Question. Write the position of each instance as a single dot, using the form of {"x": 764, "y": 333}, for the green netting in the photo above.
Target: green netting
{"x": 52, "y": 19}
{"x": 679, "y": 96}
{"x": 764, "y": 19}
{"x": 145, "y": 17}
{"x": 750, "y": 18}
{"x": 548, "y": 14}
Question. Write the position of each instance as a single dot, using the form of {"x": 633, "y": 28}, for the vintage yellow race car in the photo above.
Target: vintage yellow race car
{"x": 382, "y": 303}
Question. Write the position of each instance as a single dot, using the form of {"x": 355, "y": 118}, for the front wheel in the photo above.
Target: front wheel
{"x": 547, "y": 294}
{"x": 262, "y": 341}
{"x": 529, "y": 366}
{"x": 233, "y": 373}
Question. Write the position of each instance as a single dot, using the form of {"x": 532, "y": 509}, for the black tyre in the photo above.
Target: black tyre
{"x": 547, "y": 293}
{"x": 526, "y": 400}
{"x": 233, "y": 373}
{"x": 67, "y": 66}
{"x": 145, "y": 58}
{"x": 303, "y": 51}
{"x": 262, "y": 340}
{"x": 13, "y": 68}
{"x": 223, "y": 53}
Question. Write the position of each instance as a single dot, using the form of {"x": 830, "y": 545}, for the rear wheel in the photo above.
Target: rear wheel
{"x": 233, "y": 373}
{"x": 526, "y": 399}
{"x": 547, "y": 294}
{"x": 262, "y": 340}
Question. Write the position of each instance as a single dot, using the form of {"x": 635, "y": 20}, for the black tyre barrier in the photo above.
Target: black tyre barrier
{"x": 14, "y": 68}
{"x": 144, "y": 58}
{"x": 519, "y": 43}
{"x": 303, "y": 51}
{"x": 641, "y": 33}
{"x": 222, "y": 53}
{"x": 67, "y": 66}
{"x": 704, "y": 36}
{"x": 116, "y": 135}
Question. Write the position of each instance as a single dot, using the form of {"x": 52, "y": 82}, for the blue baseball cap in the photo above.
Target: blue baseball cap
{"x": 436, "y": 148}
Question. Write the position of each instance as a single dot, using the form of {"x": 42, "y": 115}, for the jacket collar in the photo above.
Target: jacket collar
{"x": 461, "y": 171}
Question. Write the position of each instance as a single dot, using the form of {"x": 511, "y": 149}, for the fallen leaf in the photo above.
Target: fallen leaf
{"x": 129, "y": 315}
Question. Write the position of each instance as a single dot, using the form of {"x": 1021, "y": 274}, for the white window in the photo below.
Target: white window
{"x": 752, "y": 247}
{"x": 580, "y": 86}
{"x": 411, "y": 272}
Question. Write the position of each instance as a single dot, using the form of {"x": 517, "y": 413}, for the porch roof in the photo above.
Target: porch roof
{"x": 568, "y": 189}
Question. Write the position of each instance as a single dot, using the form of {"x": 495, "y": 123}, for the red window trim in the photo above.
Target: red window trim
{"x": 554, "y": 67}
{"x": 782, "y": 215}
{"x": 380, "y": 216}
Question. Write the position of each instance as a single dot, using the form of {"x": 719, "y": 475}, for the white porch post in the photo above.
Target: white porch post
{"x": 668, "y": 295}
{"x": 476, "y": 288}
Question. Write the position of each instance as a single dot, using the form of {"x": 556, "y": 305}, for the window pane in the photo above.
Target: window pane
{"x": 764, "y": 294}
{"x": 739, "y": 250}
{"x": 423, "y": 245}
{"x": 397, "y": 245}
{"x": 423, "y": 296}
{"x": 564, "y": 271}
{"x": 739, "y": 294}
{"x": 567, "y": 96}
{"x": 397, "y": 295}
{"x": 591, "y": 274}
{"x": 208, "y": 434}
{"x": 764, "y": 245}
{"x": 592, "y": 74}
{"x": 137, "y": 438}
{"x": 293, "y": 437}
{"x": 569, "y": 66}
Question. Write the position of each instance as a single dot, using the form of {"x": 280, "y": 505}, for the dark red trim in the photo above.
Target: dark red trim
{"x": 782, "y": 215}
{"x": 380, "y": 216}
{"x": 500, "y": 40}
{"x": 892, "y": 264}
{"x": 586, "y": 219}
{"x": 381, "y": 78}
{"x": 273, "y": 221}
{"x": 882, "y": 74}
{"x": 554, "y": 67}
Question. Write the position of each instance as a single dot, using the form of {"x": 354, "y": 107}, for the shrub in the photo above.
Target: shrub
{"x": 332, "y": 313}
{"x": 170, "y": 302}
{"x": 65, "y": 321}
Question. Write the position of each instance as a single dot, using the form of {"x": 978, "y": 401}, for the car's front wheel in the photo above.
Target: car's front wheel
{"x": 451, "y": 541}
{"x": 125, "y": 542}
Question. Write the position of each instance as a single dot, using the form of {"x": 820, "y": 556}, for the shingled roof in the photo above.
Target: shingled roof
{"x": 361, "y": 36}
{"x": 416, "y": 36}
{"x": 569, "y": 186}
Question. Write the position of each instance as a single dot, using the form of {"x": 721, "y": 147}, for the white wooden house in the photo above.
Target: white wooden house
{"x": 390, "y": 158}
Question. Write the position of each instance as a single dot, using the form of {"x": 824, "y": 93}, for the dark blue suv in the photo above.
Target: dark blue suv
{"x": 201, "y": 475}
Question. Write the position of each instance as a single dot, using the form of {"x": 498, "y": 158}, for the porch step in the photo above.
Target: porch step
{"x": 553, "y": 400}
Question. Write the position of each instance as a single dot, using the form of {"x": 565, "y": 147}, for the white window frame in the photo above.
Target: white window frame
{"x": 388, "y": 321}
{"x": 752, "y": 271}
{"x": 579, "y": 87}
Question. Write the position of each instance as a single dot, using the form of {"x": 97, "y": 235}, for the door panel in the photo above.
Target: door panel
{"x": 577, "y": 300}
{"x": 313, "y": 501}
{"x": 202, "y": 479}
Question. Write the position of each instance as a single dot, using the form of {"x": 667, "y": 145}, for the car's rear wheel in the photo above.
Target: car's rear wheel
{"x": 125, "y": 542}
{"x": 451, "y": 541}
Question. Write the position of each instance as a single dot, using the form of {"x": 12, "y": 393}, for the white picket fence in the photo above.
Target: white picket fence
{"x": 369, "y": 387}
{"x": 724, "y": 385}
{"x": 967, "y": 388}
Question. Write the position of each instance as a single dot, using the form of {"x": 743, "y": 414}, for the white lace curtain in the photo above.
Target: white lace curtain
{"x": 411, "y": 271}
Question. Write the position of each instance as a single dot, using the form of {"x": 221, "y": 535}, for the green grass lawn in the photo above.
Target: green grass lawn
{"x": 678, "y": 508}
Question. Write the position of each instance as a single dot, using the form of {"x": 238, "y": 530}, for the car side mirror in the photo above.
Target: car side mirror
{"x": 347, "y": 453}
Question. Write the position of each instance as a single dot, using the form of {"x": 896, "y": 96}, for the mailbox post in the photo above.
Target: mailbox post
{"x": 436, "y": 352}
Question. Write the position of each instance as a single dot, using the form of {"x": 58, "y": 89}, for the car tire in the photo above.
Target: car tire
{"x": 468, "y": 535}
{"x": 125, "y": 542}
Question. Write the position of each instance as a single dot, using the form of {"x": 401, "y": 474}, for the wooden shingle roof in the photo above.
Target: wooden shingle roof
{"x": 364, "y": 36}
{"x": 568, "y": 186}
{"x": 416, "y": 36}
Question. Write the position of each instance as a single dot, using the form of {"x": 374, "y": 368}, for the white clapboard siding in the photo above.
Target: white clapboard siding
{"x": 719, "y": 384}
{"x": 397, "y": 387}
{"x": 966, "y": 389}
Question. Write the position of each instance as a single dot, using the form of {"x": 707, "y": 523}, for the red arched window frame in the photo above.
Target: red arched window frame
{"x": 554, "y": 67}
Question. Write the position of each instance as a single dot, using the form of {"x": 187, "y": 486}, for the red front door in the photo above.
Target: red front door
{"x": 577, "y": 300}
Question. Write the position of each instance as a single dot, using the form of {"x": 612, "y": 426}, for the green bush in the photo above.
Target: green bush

▬▬▬▬▬▬▬▬▬▬

» **Exercise**: Copy out the rows verbatim, beginning at the line that contains "mailbox post in the photo above." and continuing through the final line of the rows.

» **The reply**:
Question. Write the position of each instance as a single dot, using the form of {"x": 896, "y": 96}, for the mailbox post in the photo above.
Target: mailbox post
{"x": 436, "y": 352}
Question. Write the position of each instance as a single dot, using the form of {"x": 58, "y": 89}, for the car tire in the photo above.
Target: car tire
{"x": 468, "y": 535}
{"x": 125, "y": 542}
Question. Write the position of each instance as a single dot, using the form of {"x": 401, "y": 474}, for the wooden shingle roof in the photo above.
Target: wooden shingle roof
{"x": 364, "y": 36}
{"x": 568, "y": 186}
{"x": 416, "y": 36}
Question. Write the position of each instance as a single dot, using the form of {"x": 374, "y": 368}, for the white clapboard siding in the photo above.
Target: white clapboard siding
{"x": 719, "y": 384}
{"x": 397, "y": 387}
{"x": 966, "y": 389}
Question. Write the position of each instance as a single dot, using the form of {"x": 707, "y": 523}, for the red arched window frame in the photo above.
Target: red arched window frame
{"x": 554, "y": 67}
Question. Write the position of each instance as a single dot, using the form of {"x": 187, "y": 486}, for the red front door in the photo above.
Target: red front door
{"x": 577, "y": 300}
Question. Write the position of each instance as a single dot, using the form of {"x": 612, "y": 426}, for the green bush in the photo above.
Target: green bush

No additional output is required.